> THE TASK
All of the data below must be repeated exactly.

# # # # # # #

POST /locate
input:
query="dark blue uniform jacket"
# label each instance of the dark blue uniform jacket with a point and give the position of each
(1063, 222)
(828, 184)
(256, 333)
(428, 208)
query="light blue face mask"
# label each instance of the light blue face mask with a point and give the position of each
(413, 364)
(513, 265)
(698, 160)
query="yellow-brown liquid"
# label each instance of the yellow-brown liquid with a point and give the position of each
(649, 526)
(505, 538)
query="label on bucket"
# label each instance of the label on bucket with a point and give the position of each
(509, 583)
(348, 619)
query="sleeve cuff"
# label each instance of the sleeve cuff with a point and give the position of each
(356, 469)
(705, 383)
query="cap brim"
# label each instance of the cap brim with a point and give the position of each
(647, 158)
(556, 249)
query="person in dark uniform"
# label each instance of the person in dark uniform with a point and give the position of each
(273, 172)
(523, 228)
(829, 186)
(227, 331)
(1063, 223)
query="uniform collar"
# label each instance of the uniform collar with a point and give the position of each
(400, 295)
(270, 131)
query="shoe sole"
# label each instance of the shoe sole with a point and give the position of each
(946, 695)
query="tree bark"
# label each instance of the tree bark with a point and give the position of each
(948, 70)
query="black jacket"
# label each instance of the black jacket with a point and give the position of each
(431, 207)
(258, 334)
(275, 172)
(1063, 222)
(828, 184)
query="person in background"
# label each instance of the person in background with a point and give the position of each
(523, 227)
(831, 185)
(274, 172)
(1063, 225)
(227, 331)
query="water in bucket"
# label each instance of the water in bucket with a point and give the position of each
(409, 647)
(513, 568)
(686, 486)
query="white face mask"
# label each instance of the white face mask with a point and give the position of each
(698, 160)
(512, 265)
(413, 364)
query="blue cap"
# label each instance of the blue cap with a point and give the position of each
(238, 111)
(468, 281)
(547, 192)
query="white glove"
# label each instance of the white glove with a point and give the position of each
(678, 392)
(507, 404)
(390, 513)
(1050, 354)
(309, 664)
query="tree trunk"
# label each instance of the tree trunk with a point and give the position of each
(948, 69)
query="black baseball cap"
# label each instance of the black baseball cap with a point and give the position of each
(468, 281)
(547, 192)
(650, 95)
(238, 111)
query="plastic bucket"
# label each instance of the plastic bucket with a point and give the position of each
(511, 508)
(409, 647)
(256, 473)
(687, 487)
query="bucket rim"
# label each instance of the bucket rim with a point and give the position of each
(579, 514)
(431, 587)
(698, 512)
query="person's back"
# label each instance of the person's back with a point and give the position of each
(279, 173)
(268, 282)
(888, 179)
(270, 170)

# # # # # # #

> EXERCISE RESULT
POST /locate
input:
query="dark blue uniform jacket"
# label each instance of the dark blue uniform jacket with a point and give the position of each
(1063, 222)
(828, 184)
(256, 333)
(428, 208)
query="light blue face mask"
# label each instance of the light blue face mask with a point and give the position of each
(413, 364)
(513, 265)
(698, 160)
query="yellow-brown liquid"
# label each instance of the yellow-brown liquid with a point and give the position of each
(649, 526)
(505, 538)
query="label on bucket"
# label each instance of the label on bucket with a point and give the position of each
(509, 583)
(348, 619)
query="sleeve cuff"
# label each instance of the sleeve cuff with a point and give the position of each
(356, 469)
(705, 383)
query="cap brim"
# label each instance of the cap brim with a point and give the position of each
(647, 158)
(556, 249)
query="person in dark uniform"
# label each instance of the person in dark uniform with a point and give the position of each
(273, 172)
(523, 228)
(829, 186)
(227, 331)
(1063, 223)
query="uniform collar"
# label each instance of the uniform collar with a point and give the position of each
(400, 295)
(270, 131)
query="shoe sole"
# label each instance of the shoe sole with a point and give the position of each
(946, 695)
query="tree bark"
# label each instance of the tree bark with a point and give the position of each
(948, 70)
query="black jacket"
# label each instance of the black jacket with a point and give the position of each
(431, 207)
(258, 334)
(275, 172)
(1063, 222)
(828, 184)
query="person in background"
# label each instance of the person in background with a point and give the position of each
(523, 227)
(831, 185)
(274, 172)
(1063, 225)
(227, 331)
query="water in bucket"
# label each instance of the water in bucket with a point and give the position of each
(409, 647)
(513, 568)
(686, 486)
query="white face mask"
# label each instance of the white face mask with a point and give the position of each
(698, 160)
(512, 265)
(413, 364)
query="blue cap"
# label each instance of the blue cap with a point and give the position of each
(238, 111)
(468, 281)
(547, 192)
query="white glove"
# label each instance of the white glove with a point and give the position of each
(678, 392)
(507, 404)
(390, 513)
(1050, 354)
(309, 664)
query="tree trunk"
# label each instance of the tree trunk with a point and give the position of each
(948, 69)
query="black baseball cap"
# label each instance of the black baseball cap with a point and give the position of each
(468, 281)
(547, 192)
(650, 95)
(238, 111)
query="plastic bucket"
# label each instance of the plastic bucket with a point and give the position of each
(511, 508)
(409, 647)
(256, 473)
(687, 487)
query="bucket rim"
# label each instance of the bucket rim with a point and give the position of each
(579, 514)
(431, 587)
(698, 512)
query="person's back"
# label each instance of the person's back with a point and give the position of each
(279, 173)
(268, 282)
(888, 179)
(270, 170)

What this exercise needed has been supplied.